■ Set task
Render every line of the records below as a Markdown table with the columns Row and Line, giving each line a row number. Skip any blank lines.
◇ ◇ ◇ ◇ ◇ ◇ ◇
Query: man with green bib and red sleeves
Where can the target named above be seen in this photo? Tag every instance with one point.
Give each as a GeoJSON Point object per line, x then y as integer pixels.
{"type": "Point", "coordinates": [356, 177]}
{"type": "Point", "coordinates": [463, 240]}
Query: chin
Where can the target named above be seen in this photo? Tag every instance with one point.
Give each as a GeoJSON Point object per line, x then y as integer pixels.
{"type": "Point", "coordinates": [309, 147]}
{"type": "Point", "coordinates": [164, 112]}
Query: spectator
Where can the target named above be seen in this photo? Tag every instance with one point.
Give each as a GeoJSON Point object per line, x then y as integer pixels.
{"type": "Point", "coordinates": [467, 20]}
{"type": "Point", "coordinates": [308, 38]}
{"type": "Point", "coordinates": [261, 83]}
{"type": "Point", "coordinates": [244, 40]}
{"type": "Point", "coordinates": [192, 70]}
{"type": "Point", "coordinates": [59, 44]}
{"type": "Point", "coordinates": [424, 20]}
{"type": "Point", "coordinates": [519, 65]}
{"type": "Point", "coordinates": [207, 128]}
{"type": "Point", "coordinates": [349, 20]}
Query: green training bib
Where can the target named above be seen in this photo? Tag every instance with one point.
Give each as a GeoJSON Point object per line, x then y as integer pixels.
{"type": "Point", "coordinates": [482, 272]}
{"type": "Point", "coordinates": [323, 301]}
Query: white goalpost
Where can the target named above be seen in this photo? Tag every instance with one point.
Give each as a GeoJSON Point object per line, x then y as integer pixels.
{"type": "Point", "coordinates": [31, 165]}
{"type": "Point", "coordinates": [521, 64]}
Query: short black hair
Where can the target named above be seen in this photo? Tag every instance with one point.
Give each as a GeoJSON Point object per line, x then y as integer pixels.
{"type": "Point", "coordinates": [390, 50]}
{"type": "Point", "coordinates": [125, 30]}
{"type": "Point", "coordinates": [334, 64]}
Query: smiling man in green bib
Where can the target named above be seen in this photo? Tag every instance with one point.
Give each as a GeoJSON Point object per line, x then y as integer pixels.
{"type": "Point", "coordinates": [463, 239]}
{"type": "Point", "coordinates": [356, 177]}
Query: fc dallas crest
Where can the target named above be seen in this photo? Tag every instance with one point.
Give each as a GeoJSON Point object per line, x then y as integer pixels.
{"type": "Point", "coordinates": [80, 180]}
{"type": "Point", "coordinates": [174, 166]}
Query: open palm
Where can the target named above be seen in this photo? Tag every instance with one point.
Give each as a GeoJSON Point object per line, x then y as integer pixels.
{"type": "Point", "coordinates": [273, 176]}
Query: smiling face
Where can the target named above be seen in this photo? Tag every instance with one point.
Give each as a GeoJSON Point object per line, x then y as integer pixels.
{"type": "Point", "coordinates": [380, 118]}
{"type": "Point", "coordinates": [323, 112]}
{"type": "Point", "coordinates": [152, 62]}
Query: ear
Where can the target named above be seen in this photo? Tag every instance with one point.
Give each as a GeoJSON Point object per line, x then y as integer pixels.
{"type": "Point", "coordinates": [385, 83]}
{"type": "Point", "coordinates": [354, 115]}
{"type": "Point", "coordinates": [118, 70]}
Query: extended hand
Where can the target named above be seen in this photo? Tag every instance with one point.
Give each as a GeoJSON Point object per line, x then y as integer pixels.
◇ ◇ ◇ ◇ ◇ ◇ ◇
■ Reply
| Row | Line |
|---|---|
| 1 | Query: man with green bib and red sleeves |
| 2 | Where can the target named above be seen in this photo? Tag every instance with one point. |
| 3 | Give each as a GeoJSON Point object per line, x then y as integer pixels. |
| 4 | {"type": "Point", "coordinates": [356, 177]} |
| 5 | {"type": "Point", "coordinates": [463, 240]} |
| 6 | Query: chin |
| 7 | Where can the target named above be seen in this photo? Tag every instance with one point. |
| 8 | Give each as a GeoJSON Point object per line, x then y as integer pixels. |
| 9 | {"type": "Point", "coordinates": [309, 147]} |
| 10 | {"type": "Point", "coordinates": [164, 112]} |
| 11 | Query: spectator |
| 12 | Where can the target named above be seen in this photo? Tag every instance with one point. |
| 13 | Give each as a GeoJSON Point object per line, x then y as integer pixels. |
| 14 | {"type": "Point", "coordinates": [467, 20]} |
| 15 | {"type": "Point", "coordinates": [308, 38]} |
| 16 | {"type": "Point", "coordinates": [261, 83]} |
| 17 | {"type": "Point", "coordinates": [244, 40]} |
| 18 | {"type": "Point", "coordinates": [192, 70]} |
| 19 | {"type": "Point", "coordinates": [59, 44]} |
| 20 | {"type": "Point", "coordinates": [424, 20]} |
| 21 | {"type": "Point", "coordinates": [519, 65]} |
| 22 | {"type": "Point", "coordinates": [207, 128]} |
| 23 | {"type": "Point", "coordinates": [349, 20]} |
| 24 | Query: green training bib |
| 25 | Where can the target named above be seen in this photo? Tag every instance with one point. |
| 26 | Give each as a GeoJSON Point object per line, x then y as integer pixels. |
| 27 | {"type": "Point", "coordinates": [482, 272]} |
| 28 | {"type": "Point", "coordinates": [323, 301]} |
| 29 | Query: white goalpost |
| 30 | Where can the target named above be seen in this photo? Tag every instance with one point. |
| 31 | Give each as a GeoJSON Point object per line, x then y as integer pixels. |
| 32 | {"type": "Point", "coordinates": [31, 165]} |
| 33 | {"type": "Point", "coordinates": [521, 64]} |
| 34 | Query: short black hair |
| 35 | Where can the target named above be seen in this photo? Tag every instance with one point. |
| 36 | Give each as a GeoJSON Point object per line, x then y as integer pixels. |
| 37 | {"type": "Point", "coordinates": [390, 50]} |
| 38 | {"type": "Point", "coordinates": [125, 30]} |
| 39 | {"type": "Point", "coordinates": [334, 64]} |
| 40 | Query: smiling man in green bib |
| 41 | Where can the target named above be seen in this photo? Tag every instance with one point. |
| 42 | Give each as a GeoJSON Point object per line, x then y as integer pixels. |
| 43 | {"type": "Point", "coordinates": [463, 239]} |
| 44 | {"type": "Point", "coordinates": [356, 177]} |
| 45 | Query: fc dallas crest |
| 46 | Where can the target named above be seen in this photo? Tag every instance with one point. |
| 47 | Give each as a GeoJSON Point object per line, x then y as integer pixels. |
| 48 | {"type": "Point", "coordinates": [80, 180]} |
| 49 | {"type": "Point", "coordinates": [174, 166]} |
| 50 | Query: open palm |
| 51 | Where can the target named above be seen in this photo? Tag every instance with one point. |
| 52 | Give each as a GeoJSON Point object per line, x then y as integer pixels. |
| 53 | {"type": "Point", "coordinates": [273, 176]} |
| 54 | Query: smiling face |
| 55 | Where can the target named above be seen in this photo? Tag every instance with one point. |
| 56 | Give each as a GeoJSON Point object per line, x then y as integer pixels. |
| 57 | {"type": "Point", "coordinates": [380, 118]} |
| 58 | {"type": "Point", "coordinates": [323, 112]} |
| 59 | {"type": "Point", "coordinates": [152, 62]} |
| 60 | Query: ear |
| 61 | Where can the target named above be seen in this photo? Tag every instance with one point. |
| 62 | Give each as a GeoJSON Point object per line, x then y as integer pixels. |
| 63 | {"type": "Point", "coordinates": [385, 83]} |
| 64 | {"type": "Point", "coordinates": [354, 115]} |
| 65 | {"type": "Point", "coordinates": [118, 70]} |
| 66 | Query: extended hand |
| 67 | Where can the target named above be seen in this photo? Tag every instance with one point. |
| 68 | Give each as a GeoJSON Point object per line, x then y as integer pixels. |